### DOCUMENT EXCERPT
I subscribe to news feeds that report on new nutrition research and today one directed me to this article in Medical News Today:
Calorie Intake Linked To Cell Lifespan, Cancer Development
So I read that headline, then this first paragraph:
"Researchers from the University of Alabama at Birmingham (UAB) have discovered that restricting consumption of glucose, the most common dietary sugar, can extend the life of healthy human-lung cells and speed the death of precancerous human-lung cells, reducing cancer's spread and growth rate."
Wait a minute. The headline says that someone linked calorie intake to lifespan and cancer development, but the first paragraph says the research involved restricting glucose.
I read on and find a poorly constructed paragraph relaying that the principal investigator, Trygve Tollefsbol, Ph.D., D.O., a professor in the Department of Biology at UAB, believes that this research points to "ways in which calorie-intake restriction can benefit longevity and help prevent diseases like cancer that have been linked to aging."
But the next paragraph relates this:
"The UAB team conducted its tests by growing both healthy human-lung cells and precancerous human-lung cells in laboratory flasks. The flasks were provided either normal levels of glucose or significantly reduced amounts of the sugar compound, and the cells then were allowed to grow for a period of weeks."
So the experiment actually involved glucose restriction as the form of calorie restriction. Tollefsbol says:
"In that time, we were able to track the cells' ability to divide while also monitoring the number of surviving cells. The pattern that was revealed to us showed that restricted glucose levels led the healthy cells to grow longer than is typical and caused the precancerous cells to die off in large numbers."
After discussing the different effects that the glucose restriction had on healthy and pre-cancerous cells, causing the former to grow more vigorously and the latter to die off, the article again quotes Tollefsbol:
"Our results not only support previous findings from the feeding of animals but also reveal that human longevity can be achieved at the cellular level through caloric restriction," Tollefsbol said.
"The hope is that this UAB breakthrough will lead to further discoveries in different cell types and facilitate the development of novel approaches to extend the lifespan of humans," he added.
So again he calls it caloric restriction, despite admitting that the study protocol involved restricting glucose.
Finally the report gives us the title Tollefsbol and his team gave to their report, published in the online edition of The Journal of the Federation of American Societies for Experimental Biology, or FASEB Journal: "Glucose Restriction Can Extend Normal Cell Lifespan and Impair Precancerous Cell Growth Through Epigenetic Control of hTERT and p16 Expression."
Frankly, this bugs me. He accurately titles his research on glucose restriction, but then when he talks to the press, he calls it caloric restriction. Yes, glucose restriction can be caloric restriction, but glucose restriction could also be accomplished without caloric restriction, by supplying fat to replace calories removed by restricting glucose.
This study did not demonstrate that "calorie restriction" produces the outcome they achieved simply because it appears that they failed to test a glucose-restricted but not calorie-restricted feed. This study showed that caloric restriction will prolong human cell lifespan and kill cancer cells if you achieve it by restricting glucose.
This means that excessive intake of glucose -- carbohydrate in the diet -- shortens cells' lifespans and promotes cancer cell growth. Why not say that?
Might not go over well with advertisers, I suppose.
I wonder what McDougall and Campbell will say to defend their 70% carbohydrate diet recommendations?
This research dovetails with Cynthia Kenyon's research with glucose restriction in C. elegans (roundworms). Kenyon found that glucose and insulin restriction extends lifespan in worms. Now we know that glucose restriction also extends lifespan of human cells.
Now we need to determine just how much dietary glucose restriction we need to achieve this effect.

### THE DATA
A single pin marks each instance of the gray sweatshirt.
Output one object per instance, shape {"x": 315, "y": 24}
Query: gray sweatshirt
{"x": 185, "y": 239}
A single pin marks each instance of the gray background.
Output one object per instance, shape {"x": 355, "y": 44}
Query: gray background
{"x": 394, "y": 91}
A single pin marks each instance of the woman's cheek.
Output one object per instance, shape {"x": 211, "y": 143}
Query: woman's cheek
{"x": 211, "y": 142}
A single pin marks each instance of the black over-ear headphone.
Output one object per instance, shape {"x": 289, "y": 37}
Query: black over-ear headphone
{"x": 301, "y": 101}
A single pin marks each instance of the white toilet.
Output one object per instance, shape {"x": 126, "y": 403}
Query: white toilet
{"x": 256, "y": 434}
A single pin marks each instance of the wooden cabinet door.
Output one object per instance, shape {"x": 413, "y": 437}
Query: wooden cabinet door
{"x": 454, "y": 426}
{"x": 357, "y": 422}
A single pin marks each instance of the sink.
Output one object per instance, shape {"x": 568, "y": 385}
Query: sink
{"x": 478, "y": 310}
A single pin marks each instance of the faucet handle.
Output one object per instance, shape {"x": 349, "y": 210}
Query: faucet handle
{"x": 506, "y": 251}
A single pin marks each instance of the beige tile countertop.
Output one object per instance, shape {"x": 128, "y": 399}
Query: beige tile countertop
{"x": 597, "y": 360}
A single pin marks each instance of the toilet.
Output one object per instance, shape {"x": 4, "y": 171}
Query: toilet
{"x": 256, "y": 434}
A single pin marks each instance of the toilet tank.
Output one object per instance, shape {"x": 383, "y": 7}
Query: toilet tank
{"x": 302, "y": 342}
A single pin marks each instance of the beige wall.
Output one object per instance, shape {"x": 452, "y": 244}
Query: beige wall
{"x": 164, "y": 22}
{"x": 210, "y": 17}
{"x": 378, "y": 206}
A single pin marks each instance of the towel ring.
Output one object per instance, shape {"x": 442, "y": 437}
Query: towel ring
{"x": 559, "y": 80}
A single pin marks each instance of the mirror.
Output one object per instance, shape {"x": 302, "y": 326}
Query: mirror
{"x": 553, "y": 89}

### GOAL OF THE EXERCISE
In the post about the UAB glucose study, which journal published the research team's report? The rows aren't needed for what comes next.

### EXERCISE ANSWER
The online edition of The Journal of the Federation of American Societies for Experimental Biology (FASEB Journal).